= Exercise objective =
Working through the records below, count the lines that include "tile". The reply is that number alone.

── Materials provided

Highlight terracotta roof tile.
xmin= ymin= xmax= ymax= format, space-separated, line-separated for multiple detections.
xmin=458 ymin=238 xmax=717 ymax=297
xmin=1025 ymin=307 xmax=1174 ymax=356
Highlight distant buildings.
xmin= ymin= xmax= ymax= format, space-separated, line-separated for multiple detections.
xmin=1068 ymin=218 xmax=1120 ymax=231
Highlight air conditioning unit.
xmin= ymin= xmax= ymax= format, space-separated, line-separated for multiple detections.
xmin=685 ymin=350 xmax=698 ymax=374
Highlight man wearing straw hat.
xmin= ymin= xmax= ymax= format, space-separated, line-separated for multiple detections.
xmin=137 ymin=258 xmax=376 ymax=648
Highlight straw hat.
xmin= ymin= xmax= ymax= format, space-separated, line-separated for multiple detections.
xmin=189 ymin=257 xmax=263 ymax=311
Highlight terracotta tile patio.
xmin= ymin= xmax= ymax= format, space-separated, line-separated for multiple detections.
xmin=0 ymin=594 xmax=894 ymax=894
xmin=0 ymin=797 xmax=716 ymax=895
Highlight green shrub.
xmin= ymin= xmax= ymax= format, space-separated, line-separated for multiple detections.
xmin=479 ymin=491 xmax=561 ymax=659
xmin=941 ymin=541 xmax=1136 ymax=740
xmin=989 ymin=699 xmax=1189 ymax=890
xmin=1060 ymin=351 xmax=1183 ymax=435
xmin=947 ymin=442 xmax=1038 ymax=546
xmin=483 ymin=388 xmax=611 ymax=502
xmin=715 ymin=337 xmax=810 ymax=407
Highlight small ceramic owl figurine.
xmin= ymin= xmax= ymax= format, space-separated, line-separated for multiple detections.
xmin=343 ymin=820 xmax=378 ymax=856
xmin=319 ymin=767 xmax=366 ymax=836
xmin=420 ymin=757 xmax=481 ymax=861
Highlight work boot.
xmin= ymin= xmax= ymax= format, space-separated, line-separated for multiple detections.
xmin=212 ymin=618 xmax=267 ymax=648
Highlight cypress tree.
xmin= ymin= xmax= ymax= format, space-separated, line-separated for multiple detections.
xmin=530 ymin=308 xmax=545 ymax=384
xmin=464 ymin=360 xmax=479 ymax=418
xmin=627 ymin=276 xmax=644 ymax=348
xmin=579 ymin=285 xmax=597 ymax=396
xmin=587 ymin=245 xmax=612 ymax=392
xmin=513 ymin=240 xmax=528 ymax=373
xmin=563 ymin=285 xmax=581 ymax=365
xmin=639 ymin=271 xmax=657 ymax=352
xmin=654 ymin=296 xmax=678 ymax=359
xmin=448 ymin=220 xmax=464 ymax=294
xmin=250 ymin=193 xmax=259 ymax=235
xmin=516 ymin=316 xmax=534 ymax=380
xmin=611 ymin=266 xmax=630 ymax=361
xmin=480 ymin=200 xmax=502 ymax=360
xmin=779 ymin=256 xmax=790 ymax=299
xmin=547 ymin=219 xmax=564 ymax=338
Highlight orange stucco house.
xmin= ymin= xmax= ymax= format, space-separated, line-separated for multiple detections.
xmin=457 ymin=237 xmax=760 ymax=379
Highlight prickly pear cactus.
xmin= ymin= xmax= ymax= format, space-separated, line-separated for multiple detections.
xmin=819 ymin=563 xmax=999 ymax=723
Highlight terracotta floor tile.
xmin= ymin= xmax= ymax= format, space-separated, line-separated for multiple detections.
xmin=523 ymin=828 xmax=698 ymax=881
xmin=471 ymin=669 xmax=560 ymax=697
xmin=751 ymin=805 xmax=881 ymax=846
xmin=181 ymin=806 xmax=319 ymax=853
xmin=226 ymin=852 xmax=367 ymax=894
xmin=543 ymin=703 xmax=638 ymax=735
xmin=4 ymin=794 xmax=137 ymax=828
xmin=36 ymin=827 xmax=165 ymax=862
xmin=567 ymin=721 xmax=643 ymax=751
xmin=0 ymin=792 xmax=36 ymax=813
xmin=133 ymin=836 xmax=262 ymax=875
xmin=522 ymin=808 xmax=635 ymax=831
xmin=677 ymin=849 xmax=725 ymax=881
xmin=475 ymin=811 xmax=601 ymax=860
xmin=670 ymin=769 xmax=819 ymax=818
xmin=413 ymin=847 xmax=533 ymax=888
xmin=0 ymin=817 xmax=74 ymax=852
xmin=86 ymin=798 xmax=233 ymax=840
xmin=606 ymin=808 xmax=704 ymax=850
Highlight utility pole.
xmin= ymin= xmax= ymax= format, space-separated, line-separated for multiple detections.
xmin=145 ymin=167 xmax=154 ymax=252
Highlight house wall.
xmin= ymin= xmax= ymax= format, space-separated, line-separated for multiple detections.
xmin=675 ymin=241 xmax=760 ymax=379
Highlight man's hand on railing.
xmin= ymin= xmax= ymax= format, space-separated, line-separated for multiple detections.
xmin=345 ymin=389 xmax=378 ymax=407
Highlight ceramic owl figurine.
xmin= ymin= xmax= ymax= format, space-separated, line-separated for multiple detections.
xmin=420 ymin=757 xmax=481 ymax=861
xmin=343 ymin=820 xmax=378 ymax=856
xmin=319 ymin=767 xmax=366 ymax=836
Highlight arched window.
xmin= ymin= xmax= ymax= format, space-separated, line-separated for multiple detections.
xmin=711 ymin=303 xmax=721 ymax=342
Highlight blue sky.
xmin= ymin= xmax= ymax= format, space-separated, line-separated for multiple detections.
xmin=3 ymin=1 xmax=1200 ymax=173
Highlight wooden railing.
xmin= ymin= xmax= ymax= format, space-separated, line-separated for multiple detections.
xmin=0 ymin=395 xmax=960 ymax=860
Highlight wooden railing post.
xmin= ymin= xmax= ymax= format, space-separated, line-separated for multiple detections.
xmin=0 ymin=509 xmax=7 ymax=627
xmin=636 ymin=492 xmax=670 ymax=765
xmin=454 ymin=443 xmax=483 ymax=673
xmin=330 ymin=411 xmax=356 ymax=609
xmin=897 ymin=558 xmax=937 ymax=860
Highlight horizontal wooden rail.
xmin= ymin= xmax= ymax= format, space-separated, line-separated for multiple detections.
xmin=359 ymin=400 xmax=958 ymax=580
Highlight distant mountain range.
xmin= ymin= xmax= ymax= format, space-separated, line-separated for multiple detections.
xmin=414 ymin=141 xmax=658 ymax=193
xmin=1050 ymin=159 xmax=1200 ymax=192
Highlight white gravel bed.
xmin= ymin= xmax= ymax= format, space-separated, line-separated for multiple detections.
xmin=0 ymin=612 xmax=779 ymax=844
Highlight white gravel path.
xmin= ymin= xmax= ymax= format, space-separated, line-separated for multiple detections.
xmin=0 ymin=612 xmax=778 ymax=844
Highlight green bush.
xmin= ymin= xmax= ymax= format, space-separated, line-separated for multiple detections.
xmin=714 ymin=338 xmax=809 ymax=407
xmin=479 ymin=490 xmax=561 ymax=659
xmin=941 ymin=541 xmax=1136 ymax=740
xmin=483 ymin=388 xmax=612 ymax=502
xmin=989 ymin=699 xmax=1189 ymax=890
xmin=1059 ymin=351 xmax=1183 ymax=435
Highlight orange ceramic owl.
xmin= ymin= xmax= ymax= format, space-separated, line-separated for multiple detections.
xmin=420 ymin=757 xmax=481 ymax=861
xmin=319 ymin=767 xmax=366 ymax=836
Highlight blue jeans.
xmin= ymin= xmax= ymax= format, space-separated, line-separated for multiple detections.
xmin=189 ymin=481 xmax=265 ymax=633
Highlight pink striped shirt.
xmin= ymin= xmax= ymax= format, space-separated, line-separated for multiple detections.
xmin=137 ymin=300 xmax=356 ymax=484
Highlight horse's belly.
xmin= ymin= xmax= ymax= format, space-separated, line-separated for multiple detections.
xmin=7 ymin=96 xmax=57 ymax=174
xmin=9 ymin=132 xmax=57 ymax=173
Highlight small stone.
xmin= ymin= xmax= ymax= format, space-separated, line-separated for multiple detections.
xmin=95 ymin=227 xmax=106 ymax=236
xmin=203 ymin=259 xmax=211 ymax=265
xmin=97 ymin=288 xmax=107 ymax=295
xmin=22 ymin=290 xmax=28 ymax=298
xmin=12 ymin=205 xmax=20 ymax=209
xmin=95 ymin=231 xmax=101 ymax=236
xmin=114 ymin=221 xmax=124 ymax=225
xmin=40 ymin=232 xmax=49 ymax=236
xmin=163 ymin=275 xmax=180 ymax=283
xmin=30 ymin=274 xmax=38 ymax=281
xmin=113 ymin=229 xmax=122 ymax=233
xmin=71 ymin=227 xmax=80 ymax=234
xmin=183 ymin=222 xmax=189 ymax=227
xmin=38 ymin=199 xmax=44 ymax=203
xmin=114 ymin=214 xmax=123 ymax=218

────

= Exercise result =
3